YOUR OBJECTIVE:
Starting at the line with "Target: metal handle", transcribe each line through the final one, both included, and add nothing.
┌─ EXERCISE MATERIALS
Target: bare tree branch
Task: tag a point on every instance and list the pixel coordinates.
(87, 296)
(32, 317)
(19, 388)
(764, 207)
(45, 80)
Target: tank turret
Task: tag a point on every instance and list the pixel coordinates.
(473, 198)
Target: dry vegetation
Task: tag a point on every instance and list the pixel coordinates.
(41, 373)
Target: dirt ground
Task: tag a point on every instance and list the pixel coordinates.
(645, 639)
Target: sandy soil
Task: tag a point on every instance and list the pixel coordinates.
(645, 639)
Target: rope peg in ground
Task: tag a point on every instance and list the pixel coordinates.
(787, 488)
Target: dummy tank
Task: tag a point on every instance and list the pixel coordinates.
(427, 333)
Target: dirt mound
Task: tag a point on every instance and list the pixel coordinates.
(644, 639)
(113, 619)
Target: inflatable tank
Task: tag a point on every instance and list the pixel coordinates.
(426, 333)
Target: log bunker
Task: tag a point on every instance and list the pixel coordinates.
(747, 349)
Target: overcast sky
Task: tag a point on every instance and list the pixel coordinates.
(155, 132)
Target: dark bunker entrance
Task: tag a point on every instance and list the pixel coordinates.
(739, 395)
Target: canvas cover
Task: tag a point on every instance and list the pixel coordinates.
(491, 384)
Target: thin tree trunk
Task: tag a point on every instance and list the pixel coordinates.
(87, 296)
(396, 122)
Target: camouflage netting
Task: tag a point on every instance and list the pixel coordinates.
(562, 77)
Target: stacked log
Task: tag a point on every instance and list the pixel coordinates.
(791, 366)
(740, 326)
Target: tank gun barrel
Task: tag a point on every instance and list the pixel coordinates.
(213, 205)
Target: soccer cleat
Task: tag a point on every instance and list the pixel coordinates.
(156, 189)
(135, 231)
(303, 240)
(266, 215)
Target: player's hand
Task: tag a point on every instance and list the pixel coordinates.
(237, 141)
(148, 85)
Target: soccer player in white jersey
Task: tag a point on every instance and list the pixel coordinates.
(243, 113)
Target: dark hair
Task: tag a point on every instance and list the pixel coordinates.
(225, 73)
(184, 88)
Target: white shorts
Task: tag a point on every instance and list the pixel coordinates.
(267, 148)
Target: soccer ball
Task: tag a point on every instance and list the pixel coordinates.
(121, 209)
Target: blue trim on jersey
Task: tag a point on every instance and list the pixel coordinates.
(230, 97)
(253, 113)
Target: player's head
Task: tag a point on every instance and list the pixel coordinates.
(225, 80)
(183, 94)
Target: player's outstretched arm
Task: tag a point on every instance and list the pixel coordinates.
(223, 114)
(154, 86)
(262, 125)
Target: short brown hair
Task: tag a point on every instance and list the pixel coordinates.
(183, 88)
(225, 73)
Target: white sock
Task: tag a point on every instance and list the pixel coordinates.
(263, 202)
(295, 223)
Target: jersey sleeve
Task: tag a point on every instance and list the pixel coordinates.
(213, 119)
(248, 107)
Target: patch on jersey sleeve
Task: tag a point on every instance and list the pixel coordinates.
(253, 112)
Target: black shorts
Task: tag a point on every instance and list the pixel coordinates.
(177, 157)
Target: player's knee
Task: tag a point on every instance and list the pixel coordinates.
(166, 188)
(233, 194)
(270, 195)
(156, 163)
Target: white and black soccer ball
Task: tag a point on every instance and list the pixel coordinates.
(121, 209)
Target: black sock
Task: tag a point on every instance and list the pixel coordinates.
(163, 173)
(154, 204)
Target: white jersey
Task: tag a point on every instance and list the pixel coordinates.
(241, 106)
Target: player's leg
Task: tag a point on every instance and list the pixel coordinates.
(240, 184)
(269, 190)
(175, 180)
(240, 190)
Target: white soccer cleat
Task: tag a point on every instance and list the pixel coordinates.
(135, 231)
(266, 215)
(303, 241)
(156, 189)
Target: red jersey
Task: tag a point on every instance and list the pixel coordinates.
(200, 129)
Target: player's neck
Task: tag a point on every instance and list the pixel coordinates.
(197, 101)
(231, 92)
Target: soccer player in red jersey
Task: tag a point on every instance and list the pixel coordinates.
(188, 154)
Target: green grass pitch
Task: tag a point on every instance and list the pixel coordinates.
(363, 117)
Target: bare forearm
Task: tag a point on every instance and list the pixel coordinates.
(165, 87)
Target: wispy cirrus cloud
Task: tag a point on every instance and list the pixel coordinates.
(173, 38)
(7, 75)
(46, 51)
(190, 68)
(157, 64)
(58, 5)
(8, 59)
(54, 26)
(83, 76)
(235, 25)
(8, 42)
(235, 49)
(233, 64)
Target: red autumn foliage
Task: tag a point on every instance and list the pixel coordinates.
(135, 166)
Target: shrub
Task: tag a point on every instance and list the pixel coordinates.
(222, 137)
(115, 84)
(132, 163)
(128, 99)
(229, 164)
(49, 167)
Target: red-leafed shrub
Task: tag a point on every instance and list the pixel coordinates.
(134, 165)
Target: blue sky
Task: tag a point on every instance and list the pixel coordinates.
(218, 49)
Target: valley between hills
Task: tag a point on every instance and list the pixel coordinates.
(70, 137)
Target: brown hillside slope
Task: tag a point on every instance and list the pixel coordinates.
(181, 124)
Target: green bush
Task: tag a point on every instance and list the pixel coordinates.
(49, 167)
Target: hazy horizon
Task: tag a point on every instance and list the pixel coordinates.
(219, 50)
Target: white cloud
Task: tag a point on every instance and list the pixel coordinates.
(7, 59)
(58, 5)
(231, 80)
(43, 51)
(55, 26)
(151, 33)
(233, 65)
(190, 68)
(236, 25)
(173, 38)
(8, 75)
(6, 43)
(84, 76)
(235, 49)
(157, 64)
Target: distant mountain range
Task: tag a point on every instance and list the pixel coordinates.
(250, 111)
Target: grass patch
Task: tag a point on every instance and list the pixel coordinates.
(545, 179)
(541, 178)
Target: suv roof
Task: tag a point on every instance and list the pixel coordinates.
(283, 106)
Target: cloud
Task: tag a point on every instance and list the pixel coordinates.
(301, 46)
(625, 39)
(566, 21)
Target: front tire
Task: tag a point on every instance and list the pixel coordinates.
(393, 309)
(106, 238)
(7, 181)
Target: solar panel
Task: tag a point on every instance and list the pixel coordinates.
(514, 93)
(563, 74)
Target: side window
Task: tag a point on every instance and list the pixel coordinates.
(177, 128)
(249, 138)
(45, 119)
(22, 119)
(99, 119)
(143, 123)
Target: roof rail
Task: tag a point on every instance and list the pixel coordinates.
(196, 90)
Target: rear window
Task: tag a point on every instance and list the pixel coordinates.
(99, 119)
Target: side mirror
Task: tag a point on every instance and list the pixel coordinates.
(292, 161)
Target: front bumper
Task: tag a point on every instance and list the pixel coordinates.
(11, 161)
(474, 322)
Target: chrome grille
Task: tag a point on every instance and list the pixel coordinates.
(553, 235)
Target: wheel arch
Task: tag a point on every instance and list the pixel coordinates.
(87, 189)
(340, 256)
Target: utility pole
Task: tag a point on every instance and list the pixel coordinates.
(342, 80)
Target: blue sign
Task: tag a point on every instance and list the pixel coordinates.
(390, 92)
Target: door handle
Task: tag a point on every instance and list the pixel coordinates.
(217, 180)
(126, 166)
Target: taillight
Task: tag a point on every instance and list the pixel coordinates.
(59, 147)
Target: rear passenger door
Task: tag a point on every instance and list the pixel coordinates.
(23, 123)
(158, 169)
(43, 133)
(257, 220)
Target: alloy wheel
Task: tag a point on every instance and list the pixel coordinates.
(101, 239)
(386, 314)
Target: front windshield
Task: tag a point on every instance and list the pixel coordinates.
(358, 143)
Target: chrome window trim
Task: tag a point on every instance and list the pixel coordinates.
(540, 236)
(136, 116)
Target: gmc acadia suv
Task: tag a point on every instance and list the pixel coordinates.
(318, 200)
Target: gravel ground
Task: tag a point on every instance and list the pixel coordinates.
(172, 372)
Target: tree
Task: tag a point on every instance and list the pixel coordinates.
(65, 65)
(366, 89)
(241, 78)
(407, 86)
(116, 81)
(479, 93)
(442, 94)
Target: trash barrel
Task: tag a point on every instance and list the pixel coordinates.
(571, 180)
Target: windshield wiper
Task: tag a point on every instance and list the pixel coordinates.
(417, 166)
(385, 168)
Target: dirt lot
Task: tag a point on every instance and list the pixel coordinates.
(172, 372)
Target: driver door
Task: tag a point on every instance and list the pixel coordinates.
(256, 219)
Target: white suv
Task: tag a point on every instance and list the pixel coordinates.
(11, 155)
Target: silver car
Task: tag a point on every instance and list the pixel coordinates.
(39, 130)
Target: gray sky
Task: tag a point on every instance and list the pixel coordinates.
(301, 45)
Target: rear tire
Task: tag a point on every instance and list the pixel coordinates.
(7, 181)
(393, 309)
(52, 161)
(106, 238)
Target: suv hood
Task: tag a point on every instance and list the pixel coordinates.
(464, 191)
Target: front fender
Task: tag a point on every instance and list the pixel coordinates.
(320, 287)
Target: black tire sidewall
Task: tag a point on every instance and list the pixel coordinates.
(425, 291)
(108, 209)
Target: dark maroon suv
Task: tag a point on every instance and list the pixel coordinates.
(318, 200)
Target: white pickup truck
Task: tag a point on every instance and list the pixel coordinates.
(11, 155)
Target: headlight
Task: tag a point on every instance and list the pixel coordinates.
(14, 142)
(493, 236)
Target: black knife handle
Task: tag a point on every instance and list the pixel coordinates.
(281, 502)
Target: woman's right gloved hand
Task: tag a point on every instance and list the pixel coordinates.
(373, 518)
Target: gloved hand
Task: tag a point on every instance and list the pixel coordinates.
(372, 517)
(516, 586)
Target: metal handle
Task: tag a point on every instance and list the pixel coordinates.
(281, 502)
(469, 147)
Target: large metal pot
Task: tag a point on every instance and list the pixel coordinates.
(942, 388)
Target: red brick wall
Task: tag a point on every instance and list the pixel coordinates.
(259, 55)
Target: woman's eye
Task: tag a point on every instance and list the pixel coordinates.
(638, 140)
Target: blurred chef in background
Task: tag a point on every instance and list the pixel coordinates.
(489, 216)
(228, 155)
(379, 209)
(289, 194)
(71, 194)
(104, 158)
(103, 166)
└─
TASK RESULT:
Target: metal handle
Task: tag a point on every instance and list the pixel coordinates.
(281, 502)
(469, 147)
Target: large metal pot
Task: tag a point on every instance and list the pixel coordinates.
(942, 388)
Target: red brick wall
Task: tag a point on every instance and list the pixel coordinates.
(259, 55)
Target: woman's eye
Task: tag a point on every instance and list the pixel coordinates.
(638, 140)
Target: blurred chef in background
Task: tag a point on every instance and list the pixel coordinates.
(489, 216)
(228, 155)
(379, 209)
(289, 194)
(71, 194)
(104, 158)
(103, 166)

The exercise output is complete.